*** Opening of Recorded information ***

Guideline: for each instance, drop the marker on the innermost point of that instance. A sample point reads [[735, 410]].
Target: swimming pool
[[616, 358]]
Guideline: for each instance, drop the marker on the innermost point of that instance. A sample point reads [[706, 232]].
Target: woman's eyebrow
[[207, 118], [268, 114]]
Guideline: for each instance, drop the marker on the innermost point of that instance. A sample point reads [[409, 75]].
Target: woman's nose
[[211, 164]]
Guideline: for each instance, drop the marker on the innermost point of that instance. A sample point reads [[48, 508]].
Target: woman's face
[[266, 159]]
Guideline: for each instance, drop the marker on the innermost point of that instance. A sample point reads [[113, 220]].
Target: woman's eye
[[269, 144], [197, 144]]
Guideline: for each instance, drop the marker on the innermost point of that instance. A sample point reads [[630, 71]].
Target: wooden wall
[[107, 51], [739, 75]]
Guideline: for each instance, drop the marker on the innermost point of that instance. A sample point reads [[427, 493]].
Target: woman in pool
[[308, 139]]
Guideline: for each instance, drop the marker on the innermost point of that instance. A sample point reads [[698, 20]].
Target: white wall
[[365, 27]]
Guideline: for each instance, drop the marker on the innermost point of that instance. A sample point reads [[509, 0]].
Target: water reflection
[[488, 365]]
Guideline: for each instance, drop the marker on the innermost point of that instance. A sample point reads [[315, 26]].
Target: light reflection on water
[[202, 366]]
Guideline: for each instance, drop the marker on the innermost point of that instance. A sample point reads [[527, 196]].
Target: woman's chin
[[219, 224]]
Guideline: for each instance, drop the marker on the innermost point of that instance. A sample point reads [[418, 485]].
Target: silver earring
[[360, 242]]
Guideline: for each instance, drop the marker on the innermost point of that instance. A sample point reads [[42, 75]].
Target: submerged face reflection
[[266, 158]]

*** Close of Recorded information ***

What you have to do:
Starting with the line with "Target: woman in pool" above and going on through the line with "reads [[315, 26]].", transcribe every line exactly, both ends included, and add nothing.

Output for this task:
Target: woman in pool
[[308, 139]]
Guideline: for each instance, drop the marker on the innermost point of that instance. A sample point reads [[698, 20]].
Target: white wall
[[365, 27]]
Guideline: for each instance, drop the marker on the innermost point of that instance. A sample point reads [[509, 0]].
Target: water reflection
[[488, 365]]
Guideline: for each instance, drop the marker on the innermost point of that instance. A sample point reads [[315, 26]].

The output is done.